**SET OF TASKS**:
**A)** In the book review, why does Allison start blogging?
**B)** Quote the book review word for word, starting at "Allison is a mommy, a" and ending at "turns more inward.".
----- SUPPLIED PASSAGE
53 of 60 people found the following review helpful.
Welcome to Summer, Enjoy Jennifer Weiner's New Book
By Nicole K
I received a copy of this book from the publisher, in exchange for my honest review.
Allison is a mommy, a wife, a blogger, a dutiful daughter, a helpful friend, and because life is stressful, she sometimes needs help to get through the day. Allison’s help of choice is prescription medication in the form of opiates (Vicodin, OxyCotin and more). Soon, those doctor-prescribed pills are purchased online, from China, with BitCoin-like funds.
When Allison starts to realize she may have a problem, that she may not be keeping it all together, those around Allison have already realized just how serious her problem may be. In order for her to keep her life, and her family, Allison must go to rehab.
But her prescription medicine and aversion to heavy drugs and alcohol puts her apart from the other ladies on her rehab track. And as Allison tries to figure out a way to get back home, she only turns more inward.
I look forward to Jennifer Weiner’s books as my official start to Summer. All Fall Down, While it started a little slower than I was anticipating (I also, purposely, did not read the back of the book or the synopsis), by page 50 I was hooked and spent the better part of Memorial Day reading the book in a manic reading session.
Allison is a modern everywoman. We’re career-minded. We want children and a family, and find ourselves doing all of it, but getting very little credit–Allison tells David multiple times that she is, essentially, all by herself. She moved to the house he picked (unseen by her, purchased on his whim) in the suburbs. His writing career falls by the wayside (through no fault of his own) and he is moved back to his old job at the newspaper. In order to pick up the financial slack, she starts blogging for a female-oriented blog. I was able to find a lot in common with Allison, however I am lucky that I do not have a David in my life.
----------
----- SUPPLIED RECORDS
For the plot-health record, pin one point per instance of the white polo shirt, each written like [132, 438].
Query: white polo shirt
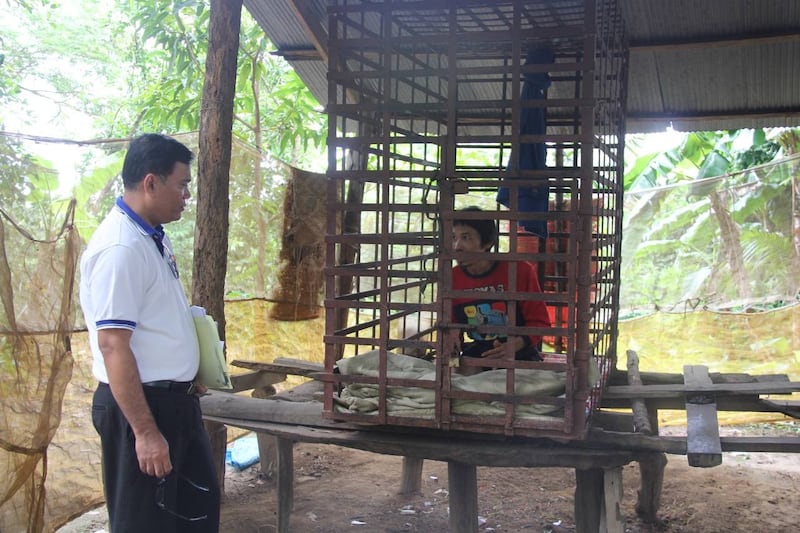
[126, 282]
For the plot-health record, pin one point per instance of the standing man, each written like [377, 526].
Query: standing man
[158, 470]
[487, 277]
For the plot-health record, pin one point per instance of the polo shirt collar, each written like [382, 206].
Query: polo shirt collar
[157, 233]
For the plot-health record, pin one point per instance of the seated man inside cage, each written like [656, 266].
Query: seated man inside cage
[486, 277]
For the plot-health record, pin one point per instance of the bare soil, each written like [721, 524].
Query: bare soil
[339, 489]
[344, 490]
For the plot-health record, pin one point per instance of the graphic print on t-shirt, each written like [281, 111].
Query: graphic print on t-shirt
[485, 314]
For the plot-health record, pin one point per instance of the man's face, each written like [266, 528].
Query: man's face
[171, 194]
[467, 239]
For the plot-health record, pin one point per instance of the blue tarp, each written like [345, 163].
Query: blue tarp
[243, 452]
[532, 156]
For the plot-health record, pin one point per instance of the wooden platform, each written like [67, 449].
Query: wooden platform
[614, 440]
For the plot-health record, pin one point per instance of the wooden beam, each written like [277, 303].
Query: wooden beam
[255, 380]
[313, 25]
[671, 45]
[675, 390]
[282, 365]
[299, 54]
[782, 113]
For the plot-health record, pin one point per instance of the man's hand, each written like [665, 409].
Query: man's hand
[500, 350]
[152, 451]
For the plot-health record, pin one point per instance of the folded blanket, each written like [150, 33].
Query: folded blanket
[420, 402]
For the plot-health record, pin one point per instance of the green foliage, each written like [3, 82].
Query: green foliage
[672, 239]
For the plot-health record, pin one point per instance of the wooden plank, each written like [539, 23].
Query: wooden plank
[618, 377]
[703, 447]
[512, 452]
[676, 390]
[787, 407]
[743, 403]
[255, 380]
[281, 365]
[462, 482]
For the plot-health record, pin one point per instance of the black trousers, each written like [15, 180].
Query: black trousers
[137, 502]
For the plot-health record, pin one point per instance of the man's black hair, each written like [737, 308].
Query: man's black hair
[152, 153]
[487, 229]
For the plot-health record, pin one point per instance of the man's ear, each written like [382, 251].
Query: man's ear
[148, 183]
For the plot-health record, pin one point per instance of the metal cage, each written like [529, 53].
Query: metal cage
[429, 112]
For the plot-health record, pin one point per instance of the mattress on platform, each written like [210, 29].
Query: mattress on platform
[420, 402]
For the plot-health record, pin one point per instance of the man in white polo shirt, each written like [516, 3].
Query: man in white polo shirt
[158, 471]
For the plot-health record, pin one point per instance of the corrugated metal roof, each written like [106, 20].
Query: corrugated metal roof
[694, 64]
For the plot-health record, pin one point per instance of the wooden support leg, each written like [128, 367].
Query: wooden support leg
[218, 435]
[267, 444]
[412, 475]
[463, 485]
[651, 470]
[285, 483]
[611, 519]
[589, 491]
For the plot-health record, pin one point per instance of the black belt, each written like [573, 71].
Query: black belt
[183, 387]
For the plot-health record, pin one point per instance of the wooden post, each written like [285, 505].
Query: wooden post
[285, 483]
[589, 492]
[611, 519]
[641, 418]
[703, 447]
[462, 480]
[651, 468]
[412, 475]
[267, 444]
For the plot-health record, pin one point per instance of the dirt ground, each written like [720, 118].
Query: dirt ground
[339, 489]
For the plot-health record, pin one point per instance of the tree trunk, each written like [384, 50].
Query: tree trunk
[213, 179]
[731, 245]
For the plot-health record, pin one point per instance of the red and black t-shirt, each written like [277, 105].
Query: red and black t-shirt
[486, 310]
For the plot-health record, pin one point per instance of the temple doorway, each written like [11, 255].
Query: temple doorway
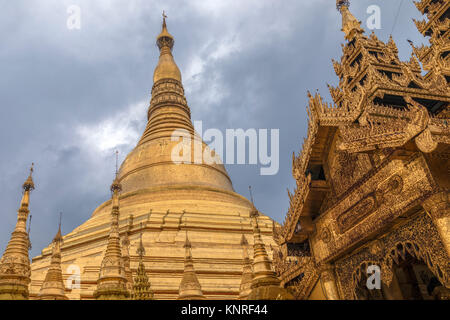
[411, 280]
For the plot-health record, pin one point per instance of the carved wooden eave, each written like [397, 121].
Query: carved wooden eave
[381, 199]
[309, 193]
[306, 270]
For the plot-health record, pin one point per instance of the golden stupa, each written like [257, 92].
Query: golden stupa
[166, 202]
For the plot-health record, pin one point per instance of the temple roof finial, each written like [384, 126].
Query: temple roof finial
[350, 25]
[29, 184]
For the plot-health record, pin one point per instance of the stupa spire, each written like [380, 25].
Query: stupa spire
[15, 263]
[169, 116]
[350, 25]
[53, 285]
[126, 253]
[166, 68]
[247, 272]
[141, 287]
[190, 288]
[112, 283]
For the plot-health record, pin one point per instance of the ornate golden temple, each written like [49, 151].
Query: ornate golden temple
[372, 190]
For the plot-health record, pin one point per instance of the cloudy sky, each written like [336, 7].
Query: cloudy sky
[69, 98]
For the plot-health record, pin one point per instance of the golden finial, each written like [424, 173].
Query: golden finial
[165, 39]
[116, 186]
[58, 236]
[350, 25]
[29, 185]
[141, 249]
[254, 212]
[164, 18]
[187, 243]
[244, 241]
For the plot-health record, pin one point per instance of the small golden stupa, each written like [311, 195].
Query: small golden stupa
[166, 200]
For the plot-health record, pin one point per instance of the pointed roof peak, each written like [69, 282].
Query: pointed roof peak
[350, 25]
[187, 243]
[141, 249]
[244, 241]
[29, 184]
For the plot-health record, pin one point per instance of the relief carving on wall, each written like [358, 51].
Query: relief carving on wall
[418, 238]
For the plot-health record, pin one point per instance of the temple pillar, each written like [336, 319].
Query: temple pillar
[328, 280]
[437, 206]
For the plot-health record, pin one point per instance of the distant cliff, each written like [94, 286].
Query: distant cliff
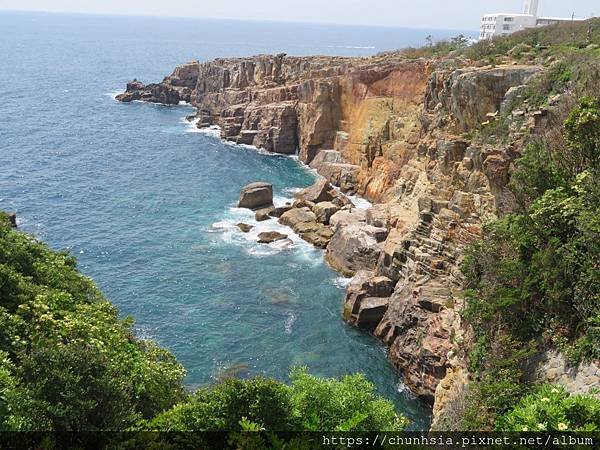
[415, 136]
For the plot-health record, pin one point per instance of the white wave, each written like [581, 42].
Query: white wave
[289, 323]
[230, 233]
[113, 94]
[341, 282]
[359, 47]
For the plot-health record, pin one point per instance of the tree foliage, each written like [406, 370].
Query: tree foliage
[533, 280]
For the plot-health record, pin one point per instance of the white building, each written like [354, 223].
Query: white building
[502, 24]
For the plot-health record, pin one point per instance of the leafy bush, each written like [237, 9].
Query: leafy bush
[533, 280]
[70, 363]
[222, 407]
[308, 403]
[551, 408]
[349, 404]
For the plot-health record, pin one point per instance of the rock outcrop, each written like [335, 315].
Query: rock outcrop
[256, 196]
[269, 237]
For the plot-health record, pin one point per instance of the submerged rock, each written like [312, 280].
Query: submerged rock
[256, 196]
[280, 211]
[263, 214]
[244, 227]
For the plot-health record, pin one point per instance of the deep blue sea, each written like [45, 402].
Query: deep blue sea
[148, 205]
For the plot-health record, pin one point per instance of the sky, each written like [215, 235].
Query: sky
[441, 14]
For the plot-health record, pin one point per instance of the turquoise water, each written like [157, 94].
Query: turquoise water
[147, 204]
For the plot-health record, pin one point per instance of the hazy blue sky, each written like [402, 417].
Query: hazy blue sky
[452, 14]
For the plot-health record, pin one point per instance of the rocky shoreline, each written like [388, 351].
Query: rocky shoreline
[394, 131]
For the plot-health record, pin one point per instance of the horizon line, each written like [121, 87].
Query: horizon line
[156, 16]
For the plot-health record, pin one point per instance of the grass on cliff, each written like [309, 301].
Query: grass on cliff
[69, 363]
[533, 281]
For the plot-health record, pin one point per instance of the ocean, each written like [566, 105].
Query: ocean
[147, 203]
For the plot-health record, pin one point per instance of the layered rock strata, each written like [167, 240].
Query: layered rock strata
[393, 131]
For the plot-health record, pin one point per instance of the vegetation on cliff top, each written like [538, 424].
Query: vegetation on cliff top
[533, 280]
[69, 363]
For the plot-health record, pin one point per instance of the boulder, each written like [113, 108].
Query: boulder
[319, 192]
[347, 217]
[280, 211]
[263, 214]
[343, 175]
[341, 201]
[379, 286]
[271, 236]
[244, 227]
[256, 196]
[371, 312]
[378, 216]
[324, 211]
[355, 247]
[296, 216]
[320, 237]
[326, 157]
[304, 222]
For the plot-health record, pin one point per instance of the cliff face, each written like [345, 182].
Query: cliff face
[391, 130]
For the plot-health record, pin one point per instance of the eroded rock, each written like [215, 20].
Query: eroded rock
[269, 237]
[255, 196]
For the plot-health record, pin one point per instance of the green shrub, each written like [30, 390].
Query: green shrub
[349, 404]
[551, 408]
[73, 364]
[307, 404]
[222, 407]
[533, 280]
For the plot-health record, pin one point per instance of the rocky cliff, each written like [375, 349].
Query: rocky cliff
[393, 130]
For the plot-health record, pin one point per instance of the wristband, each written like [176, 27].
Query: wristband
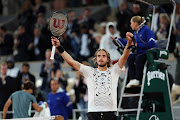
[60, 49]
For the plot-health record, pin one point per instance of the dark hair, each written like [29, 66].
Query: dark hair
[25, 64]
[3, 28]
[29, 85]
[108, 56]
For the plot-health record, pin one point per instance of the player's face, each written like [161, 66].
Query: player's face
[25, 69]
[102, 58]
[54, 85]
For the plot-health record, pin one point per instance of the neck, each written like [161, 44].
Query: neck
[102, 68]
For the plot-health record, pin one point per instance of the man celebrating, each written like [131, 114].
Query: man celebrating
[101, 81]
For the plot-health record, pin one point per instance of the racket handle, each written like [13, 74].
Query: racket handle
[53, 52]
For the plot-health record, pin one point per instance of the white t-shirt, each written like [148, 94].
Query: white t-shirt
[102, 87]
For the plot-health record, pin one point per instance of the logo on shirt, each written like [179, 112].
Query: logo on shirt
[103, 88]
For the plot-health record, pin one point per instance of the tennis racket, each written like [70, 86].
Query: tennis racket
[57, 25]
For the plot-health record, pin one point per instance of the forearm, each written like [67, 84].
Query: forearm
[126, 51]
[5, 112]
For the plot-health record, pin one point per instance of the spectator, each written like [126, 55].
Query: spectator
[7, 85]
[163, 31]
[37, 46]
[58, 102]
[158, 10]
[176, 85]
[137, 59]
[48, 69]
[12, 70]
[106, 42]
[22, 44]
[123, 17]
[6, 44]
[25, 76]
[21, 101]
[61, 79]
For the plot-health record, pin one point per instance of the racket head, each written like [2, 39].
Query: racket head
[58, 23]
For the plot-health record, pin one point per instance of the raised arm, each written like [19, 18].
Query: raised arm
[75, 64]
[126, 51]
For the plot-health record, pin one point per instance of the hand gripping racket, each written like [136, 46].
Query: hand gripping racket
[57, 25]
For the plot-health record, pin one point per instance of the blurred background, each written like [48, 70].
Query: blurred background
[25, 43]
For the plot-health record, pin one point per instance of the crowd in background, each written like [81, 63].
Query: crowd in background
[31, 42]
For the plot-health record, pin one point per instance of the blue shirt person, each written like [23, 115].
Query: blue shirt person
[58, 102]
[21, 102]
[144, 39]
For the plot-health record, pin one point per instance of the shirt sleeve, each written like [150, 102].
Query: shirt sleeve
[85, 70]
[33, 99]
[11, 97]
[117, 69]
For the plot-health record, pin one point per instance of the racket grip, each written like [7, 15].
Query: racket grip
[53, 52]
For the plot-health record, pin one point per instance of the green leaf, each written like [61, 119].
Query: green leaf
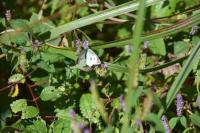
[46, 66]
[18, 105]
[19, 23]
[38, 26]
[29, 112]
[38, 126]
[155, 121]
[123, 33]
[89, 108]
[195, 119]
[61, 126]
[50, 93]
[62, 113]
[183, 121]
[157, 46]
[173, 121]
[16, 78]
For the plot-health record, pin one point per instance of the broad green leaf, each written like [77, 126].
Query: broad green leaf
[173, 122]
[195, 119]
[61, 126]
[18, 105]
[183, 121]
[89, 108]
[157, 46]
[29, 112]
[38, 126]
[62, 114]
[50, 93]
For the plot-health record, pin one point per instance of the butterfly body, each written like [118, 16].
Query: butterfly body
[86, 59]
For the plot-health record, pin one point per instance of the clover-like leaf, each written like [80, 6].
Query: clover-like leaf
[29, 112]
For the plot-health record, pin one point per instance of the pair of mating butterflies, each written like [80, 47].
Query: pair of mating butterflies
[87, 58]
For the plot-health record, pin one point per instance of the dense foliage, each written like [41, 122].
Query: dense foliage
[99, 66]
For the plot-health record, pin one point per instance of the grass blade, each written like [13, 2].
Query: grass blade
[187, 68]
[99, 16]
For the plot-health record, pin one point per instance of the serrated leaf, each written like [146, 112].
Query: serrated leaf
[183, 121]
[29, 112]
[173, 121]
[157, 46]
[195, 119]
[88, 108]
[50, 93]
[38, 126]
[18, 105]
[16, 78]
[61, 126]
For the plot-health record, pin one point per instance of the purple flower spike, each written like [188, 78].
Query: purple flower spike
[36, 43]
[71, 113]
[78, 46]
[77, 42]
[86, 130]
[122, 103]
[165, 124]
[198, 102]
[194, 29]
[104, 66]
[179, 104]
[8, 15]
[85, 44]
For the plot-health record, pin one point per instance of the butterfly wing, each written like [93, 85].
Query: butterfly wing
[81, 62]
[92, 58]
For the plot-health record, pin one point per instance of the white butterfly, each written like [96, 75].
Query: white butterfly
[87, 59]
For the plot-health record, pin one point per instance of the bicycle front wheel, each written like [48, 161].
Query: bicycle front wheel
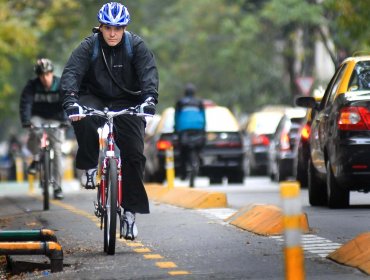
[194, 166]
[110, 216]
[45, 178]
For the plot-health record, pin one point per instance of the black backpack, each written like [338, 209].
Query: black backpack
[129, 50]
[127, 45]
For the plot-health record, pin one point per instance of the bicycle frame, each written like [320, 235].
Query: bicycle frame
[109, 194]
[109, 153]
[46, 162]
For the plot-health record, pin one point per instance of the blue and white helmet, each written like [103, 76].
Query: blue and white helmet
[114, 14]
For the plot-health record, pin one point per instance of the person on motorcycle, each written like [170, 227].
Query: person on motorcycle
[190, 125]
[41, 102]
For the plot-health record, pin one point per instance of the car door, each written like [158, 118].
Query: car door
[324, 121]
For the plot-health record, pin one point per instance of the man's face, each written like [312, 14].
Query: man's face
[46, 79]
[112, 34]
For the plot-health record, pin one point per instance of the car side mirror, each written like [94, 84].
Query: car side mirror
[306, 101]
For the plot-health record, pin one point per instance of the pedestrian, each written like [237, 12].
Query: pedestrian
[190, 125]
[41, 103]
[112, 68]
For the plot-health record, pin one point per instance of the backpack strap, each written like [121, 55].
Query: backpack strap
[127, 45]
[96, 47]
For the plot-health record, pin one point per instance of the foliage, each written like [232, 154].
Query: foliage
[348, 21]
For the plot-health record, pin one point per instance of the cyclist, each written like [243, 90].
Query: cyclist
[41, 102]
[112, 79]
[190, 125]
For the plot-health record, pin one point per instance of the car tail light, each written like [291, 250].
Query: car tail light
[305, 132]
[354, 118]
[163, 145]
[233, 144]
[284, 142]
[260, 140]
[359, 166]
----------
**RESPONSES BY TASK**:
**A)** She starts blogging for a female-oriented blog to pick up the financial slack after David's writing career falls by the wayside and he is moved back to his old job at the newspaper.

**B)**
Allison is a mommy, a wife, a blogger, a dutiful daughter, a helpful friend, and because life is stressful, she sometimes needs help to get through the day. Allison’s help of choice is prescription medication in the form of opiates (Vicodin, OxyCotin and more). Soon, those doctor-prescribed pills are purchased online, from China, with BitCoin-like funds.
When Allison starts to realize she may have a problem, that she may not be keeping it all together, those around Allison have already realized just how serious her problem may be. In order for her to keep her life, and her family, Allison must go to rehab.
But her prescription medicine and aversion to heavy drugs and alcohol puts her apart from the other ladies on her rehab track. And as Allison tries to figure out a way to get back home, she only turns more inward.